═════ 提示文 ═════

自然史博物館.1
自然史博物館は、裏から見ると城塞のような外観の、これまた広大な博物館である。メイン・ロビーに入ると、バロサウルスという首長竜の巨大な化石が出迎えてくれる。1ドル払って荷物を預けて、これをぐるっと回って切符売り場にたどり着く。黒人のおばちゃんはかなり愛想が悪い。ふーんだ。ふと目を上げると、なんとポーツマス条約で小村寿太郎とウイッテが調印しているのをルーズベルトが見おろしているという壁画が描かれている。その隣では、明治時代の日本兵とロシア兵が手をつないでいる。この博物館はルーズベルトにちなむのだ。入り口にある碑文にも、ルーズベルトの名が刻まれている。
それにしても、どこから見たらいいのかさっぱりわからない。おっ、3時15分から75分間のガイドツアーがあると書いてある。これに付いていこう。集合場所で待っていると、相当恥ずかしい真っ赤な三角の小旗を持って現れたのは、どうみても70歳近い白髪のおばちゃんである。こういう案内員は、ボランティアだ。「あのー参加したいんですけど」というと「結構、もう少し待ってね」。しばらく待ったが、他にだれも来る様子はない。げっ、ひょっとしてマンツーマンかよ。ちょっと凄すぎる展開だ。
やがておばちゃんが私に向き直ってのたまった。
「どこから来たの? 日本? よろしい、私はドイツから来ました。だから私の英語にはドイツ訛りがあります。それで、あなたは何を見たいですか、何に興味がありますか?」

═════ 記録一覧 ═════

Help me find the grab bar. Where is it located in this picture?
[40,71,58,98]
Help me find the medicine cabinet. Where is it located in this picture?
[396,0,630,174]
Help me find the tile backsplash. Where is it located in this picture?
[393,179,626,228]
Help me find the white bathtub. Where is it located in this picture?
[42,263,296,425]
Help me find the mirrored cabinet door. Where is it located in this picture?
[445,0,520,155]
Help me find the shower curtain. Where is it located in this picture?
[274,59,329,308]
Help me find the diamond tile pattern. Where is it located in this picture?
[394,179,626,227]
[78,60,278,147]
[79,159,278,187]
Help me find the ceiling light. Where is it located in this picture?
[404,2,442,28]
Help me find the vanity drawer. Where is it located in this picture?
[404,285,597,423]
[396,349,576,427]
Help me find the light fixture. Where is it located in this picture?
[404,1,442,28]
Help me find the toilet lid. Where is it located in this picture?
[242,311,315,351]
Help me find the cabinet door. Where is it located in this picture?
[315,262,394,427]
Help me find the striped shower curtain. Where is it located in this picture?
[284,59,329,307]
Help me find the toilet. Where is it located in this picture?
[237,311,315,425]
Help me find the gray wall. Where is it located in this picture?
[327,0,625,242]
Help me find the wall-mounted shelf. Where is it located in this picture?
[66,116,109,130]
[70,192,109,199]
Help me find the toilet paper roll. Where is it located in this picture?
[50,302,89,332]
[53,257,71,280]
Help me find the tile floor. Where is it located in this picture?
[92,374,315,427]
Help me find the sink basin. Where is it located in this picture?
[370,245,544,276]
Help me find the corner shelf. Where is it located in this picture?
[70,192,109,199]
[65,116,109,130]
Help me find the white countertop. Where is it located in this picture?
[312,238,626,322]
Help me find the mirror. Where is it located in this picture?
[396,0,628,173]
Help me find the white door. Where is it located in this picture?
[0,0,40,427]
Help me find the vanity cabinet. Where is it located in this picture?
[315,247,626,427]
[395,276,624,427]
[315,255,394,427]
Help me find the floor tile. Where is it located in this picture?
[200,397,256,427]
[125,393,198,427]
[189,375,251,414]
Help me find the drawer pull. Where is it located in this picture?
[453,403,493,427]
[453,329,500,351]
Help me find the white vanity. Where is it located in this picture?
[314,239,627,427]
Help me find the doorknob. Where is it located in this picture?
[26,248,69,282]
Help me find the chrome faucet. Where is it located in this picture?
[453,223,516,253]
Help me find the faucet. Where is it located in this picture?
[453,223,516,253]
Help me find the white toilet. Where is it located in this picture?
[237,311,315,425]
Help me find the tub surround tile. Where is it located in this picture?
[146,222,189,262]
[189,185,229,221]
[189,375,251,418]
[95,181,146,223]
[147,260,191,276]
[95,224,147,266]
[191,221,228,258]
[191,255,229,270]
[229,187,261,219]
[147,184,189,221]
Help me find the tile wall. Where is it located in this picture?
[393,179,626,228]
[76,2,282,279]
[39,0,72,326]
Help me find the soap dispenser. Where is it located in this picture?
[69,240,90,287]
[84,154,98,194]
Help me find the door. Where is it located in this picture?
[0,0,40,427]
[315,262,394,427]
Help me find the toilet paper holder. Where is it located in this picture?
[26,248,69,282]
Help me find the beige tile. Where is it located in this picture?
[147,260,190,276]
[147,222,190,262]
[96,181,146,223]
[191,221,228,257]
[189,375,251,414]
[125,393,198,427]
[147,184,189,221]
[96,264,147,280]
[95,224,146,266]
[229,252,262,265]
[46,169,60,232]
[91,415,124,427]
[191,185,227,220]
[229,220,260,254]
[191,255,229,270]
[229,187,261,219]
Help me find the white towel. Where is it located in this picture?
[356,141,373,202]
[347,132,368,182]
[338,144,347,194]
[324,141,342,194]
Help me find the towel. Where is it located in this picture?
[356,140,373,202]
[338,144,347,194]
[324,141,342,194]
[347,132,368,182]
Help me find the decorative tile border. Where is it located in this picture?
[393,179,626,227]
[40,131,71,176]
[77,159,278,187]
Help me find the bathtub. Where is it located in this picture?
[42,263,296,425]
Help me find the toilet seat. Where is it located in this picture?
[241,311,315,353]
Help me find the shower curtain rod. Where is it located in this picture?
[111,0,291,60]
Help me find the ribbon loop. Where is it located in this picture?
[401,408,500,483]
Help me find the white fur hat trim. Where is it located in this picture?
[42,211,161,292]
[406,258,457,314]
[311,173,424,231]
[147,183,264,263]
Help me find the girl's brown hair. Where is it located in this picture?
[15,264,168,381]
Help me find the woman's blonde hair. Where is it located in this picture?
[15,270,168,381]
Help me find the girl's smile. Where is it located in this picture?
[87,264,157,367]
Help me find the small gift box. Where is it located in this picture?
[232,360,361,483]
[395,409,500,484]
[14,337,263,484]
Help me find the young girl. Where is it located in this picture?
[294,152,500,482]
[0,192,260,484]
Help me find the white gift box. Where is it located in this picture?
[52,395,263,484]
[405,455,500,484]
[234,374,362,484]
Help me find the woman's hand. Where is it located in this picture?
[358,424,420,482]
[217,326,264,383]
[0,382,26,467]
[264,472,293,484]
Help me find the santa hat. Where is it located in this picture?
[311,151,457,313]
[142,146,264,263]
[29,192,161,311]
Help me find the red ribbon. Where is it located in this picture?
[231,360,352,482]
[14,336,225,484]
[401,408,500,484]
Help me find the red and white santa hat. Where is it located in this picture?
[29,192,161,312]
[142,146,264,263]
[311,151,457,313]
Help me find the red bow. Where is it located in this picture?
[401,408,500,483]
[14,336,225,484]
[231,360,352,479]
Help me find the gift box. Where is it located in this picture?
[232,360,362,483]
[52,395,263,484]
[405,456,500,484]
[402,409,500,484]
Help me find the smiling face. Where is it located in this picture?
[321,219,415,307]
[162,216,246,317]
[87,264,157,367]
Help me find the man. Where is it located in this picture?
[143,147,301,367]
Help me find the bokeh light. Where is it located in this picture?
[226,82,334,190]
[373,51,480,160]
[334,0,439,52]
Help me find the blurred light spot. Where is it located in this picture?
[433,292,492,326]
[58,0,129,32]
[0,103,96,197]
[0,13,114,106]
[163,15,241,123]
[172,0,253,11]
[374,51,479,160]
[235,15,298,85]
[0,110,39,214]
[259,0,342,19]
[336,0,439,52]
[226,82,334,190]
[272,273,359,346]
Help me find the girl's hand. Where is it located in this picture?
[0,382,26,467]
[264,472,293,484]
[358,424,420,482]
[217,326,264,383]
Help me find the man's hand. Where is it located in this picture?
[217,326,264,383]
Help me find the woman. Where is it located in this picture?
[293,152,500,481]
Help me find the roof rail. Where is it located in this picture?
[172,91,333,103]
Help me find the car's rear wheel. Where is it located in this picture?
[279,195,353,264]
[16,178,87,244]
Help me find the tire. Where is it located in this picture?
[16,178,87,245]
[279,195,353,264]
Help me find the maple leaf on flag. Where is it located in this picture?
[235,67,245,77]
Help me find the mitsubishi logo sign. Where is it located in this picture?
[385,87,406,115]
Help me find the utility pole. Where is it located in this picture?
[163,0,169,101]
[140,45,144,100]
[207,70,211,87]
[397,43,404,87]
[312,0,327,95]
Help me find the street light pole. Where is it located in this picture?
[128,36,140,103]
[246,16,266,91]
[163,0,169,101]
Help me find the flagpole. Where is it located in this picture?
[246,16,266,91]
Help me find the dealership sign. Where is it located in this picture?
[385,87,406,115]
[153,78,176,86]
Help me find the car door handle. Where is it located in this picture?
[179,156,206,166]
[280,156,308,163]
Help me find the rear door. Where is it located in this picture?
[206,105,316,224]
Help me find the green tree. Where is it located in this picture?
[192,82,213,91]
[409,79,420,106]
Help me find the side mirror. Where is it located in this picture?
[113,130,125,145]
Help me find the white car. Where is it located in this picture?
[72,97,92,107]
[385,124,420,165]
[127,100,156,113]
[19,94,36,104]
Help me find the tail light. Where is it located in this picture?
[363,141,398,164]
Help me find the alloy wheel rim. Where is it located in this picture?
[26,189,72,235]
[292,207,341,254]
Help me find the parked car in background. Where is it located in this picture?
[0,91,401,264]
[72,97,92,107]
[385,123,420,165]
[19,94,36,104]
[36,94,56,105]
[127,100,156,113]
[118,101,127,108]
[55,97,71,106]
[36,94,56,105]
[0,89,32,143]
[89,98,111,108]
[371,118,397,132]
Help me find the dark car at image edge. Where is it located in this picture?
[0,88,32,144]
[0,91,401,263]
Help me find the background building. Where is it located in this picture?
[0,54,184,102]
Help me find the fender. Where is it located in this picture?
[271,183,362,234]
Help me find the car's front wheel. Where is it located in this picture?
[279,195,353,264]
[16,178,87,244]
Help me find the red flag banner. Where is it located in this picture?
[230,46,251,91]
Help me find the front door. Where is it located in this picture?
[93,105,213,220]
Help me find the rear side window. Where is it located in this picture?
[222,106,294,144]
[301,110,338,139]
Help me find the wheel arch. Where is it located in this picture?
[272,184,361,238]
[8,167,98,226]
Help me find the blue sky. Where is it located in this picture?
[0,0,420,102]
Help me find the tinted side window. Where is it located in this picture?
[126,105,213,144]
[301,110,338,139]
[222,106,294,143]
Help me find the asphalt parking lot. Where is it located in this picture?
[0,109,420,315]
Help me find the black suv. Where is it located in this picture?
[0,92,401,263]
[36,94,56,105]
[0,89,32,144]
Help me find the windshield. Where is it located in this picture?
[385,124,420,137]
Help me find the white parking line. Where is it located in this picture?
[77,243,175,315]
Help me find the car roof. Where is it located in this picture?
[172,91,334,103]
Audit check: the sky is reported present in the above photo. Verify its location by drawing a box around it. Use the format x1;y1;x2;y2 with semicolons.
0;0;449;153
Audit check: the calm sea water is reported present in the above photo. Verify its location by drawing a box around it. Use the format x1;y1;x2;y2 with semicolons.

═════

(作業内容)
**a.** 自然史博物館の文章のうち、「それにしても、どこから見たら」という語句を含む箇所から始まり「やがておばちゃんが私に向き直ってのたまった。」で終わる部分を、一字一句変えずに引用してください。
**b.** 次の記述(i)〜(iii)が自然史博物館の文章の内容と一致するかどうかを、それぞれ「はい」または「いいえ」で答え、判断の根拠となる文章中の語句をそのまま引用してください。(i) メイン・ロビーでは、バロサウルスの巨大な化石が来館者を出迎える。(ii) ガイドツアーの所要時間は60分間である。(iii) 案内員は自分がドイツから来たと述べた。
**c.** 自然史博物館の文章の最後の文に続けて、その先を書き進めてください。

(解答)
**a.**
それにしても、どこから見たらいいのかさっぱりわからない。おっ、3時15分から75分間のガイドツアーがあると書いてある。これに付いていこう。集合場所で待っていると、相当恥ずかしい真っ赤な三角の小旗を持って現れたのは、どうみても70歳近い白髪のおばちゃんである。こういう案内員は、ボランティアだ。「あのー参加したいんですけど」というと「結構、もう少し待ってね」。しばらく待ったが、他にだれも来る様子はない。げっ、ひょっとしてマンツーマンかよ。ちょっと凄すぎる展開だ。
やがておばちゃんが私に向き直ってのたまった。

**b.**
(i) はい。「メイン・ロビーに入ると、バロサウルスという首長竜の巨大な化石が出迎えてくれる。」
(ii) いいえ。「3時15分から75分間のガイドツアーがあると書いてある。」
(iii) はい。「私はドイツから来ました。」

**c.**
聞かれて困ったが、よくしたもので写真入りの案内板がある。恐竜の化石を指さして
「何というのか知らないが、この手の奴が……」
情けないことにダイノソーという単語を知らないのである。「わかりました。ついてきなさい」と言われてエレベーターに乗り込み、4階に上がる。ここで私は驚異の体験をすることになる。
ドイツのおばさんはどんどん歩く。遅れないようについていく。
「われわれは、発生分化の研究が大変進んでいます。その成果をお見せすることができます。最初に骨ができた動物は、魚でした。それも、背骨よりも先に頭を守る頭蓋骨ができたのです」
そんなこととは知らなかった。学校で習ってないぞ。そしてその説明通りの魚類の化石が目の前にある。以後の説明についても、すべて説明に対応する化石を前にしての説明なのである。
「やがて、ヒレができました。ヒレは発達して手足になりました。手足を持ったものが、さらに発達して爬虫類や両生類になりました。魚の方も徐々に進化しました。でも、そうじゃない連中もいました。まだ生きてます」
といってシーラカンスを指す。「ああ、東アフリカにいるやつですね」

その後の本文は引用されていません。